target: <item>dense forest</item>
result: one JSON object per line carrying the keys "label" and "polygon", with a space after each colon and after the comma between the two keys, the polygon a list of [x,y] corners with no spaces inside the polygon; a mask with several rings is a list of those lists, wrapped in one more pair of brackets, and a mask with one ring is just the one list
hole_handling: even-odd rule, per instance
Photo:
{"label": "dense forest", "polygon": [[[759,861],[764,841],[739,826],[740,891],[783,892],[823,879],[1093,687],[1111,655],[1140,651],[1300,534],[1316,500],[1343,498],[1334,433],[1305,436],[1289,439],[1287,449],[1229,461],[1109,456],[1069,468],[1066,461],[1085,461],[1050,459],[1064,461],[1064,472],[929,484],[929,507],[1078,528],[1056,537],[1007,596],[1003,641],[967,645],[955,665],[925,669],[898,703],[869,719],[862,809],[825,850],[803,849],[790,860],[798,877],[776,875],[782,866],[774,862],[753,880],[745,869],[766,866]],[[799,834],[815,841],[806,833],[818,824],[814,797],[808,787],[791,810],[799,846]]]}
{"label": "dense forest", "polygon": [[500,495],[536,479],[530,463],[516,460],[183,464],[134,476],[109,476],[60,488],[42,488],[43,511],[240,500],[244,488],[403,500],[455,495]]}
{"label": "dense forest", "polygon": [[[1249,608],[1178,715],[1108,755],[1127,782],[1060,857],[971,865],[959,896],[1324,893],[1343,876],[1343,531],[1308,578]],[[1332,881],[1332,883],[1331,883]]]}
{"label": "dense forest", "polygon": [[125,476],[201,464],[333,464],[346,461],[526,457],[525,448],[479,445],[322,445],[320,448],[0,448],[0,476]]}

┄┄┄┄┄┄┄┄┄┄

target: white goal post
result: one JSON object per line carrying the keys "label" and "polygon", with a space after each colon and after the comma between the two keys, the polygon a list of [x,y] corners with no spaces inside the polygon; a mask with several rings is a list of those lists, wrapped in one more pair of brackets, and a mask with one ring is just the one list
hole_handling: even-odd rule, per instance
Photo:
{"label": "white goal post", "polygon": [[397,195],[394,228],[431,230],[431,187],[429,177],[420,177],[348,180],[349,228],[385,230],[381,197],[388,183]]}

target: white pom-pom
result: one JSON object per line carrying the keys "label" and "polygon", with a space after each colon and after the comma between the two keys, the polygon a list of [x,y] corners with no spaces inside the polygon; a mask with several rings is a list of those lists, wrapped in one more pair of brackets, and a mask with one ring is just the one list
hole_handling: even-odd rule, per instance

┄┄┄┄┄┄┄┄┄┄

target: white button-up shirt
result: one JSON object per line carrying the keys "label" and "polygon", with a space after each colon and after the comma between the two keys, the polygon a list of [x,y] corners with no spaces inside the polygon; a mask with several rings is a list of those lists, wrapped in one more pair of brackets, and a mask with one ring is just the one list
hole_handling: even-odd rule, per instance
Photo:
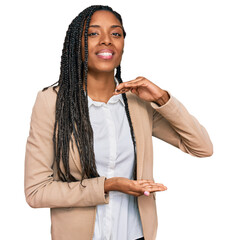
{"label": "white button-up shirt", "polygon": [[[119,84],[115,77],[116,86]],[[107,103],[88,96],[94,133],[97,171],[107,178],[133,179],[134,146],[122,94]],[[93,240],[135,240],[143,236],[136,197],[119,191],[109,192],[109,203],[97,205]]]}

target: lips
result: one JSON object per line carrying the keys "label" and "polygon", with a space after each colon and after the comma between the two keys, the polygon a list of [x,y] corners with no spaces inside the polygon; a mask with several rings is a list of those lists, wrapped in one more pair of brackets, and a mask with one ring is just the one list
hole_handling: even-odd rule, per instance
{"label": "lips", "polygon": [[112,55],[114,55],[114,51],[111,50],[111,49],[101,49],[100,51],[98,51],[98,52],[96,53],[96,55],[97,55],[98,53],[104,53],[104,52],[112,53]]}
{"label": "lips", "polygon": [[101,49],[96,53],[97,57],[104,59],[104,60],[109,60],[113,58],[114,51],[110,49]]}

┄┄┄┄┄┄┄┄┄┄

### SET EXERCISE:
How many lines of the listing above contain the string "target"? Case counts. Reply with the number alone.

### SOLUTION FOR THIS TASK:
5